[Exercise objective] Pick out every line in the items below that contains the string "Target" and copy each such line in full.

## Start

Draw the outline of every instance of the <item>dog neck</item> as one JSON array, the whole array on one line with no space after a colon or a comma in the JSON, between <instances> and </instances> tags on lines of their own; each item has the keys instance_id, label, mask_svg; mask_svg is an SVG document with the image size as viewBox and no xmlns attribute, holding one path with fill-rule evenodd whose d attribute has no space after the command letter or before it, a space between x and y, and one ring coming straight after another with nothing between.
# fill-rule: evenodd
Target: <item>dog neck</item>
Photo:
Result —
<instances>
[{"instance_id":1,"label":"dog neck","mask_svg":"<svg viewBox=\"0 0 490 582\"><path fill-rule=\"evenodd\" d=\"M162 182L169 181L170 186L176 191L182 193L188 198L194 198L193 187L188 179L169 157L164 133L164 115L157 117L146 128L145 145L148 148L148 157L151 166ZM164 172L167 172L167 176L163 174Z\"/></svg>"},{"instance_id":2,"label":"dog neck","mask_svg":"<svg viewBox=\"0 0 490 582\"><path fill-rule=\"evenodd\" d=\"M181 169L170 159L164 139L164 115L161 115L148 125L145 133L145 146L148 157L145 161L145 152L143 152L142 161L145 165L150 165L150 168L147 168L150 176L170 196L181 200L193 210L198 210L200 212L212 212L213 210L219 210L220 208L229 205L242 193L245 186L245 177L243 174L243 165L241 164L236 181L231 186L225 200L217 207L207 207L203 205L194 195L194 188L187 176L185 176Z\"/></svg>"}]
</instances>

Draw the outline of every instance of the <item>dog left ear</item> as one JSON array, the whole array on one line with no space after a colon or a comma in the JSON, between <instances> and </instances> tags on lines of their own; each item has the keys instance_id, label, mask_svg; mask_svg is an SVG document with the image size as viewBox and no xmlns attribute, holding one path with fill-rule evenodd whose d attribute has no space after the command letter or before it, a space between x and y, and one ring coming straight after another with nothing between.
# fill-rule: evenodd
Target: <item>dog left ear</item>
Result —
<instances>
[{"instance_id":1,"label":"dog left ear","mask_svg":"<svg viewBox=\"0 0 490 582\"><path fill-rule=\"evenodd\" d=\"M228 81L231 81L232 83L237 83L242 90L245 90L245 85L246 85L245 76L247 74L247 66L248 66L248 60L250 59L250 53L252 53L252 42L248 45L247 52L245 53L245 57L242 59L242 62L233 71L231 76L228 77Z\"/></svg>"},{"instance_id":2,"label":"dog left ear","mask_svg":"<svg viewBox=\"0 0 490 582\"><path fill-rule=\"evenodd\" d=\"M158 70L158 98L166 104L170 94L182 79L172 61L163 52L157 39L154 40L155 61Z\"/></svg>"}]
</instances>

## End

[Full response]
Target: <item>dog neck</item>
Target: <item>dog left ear</item>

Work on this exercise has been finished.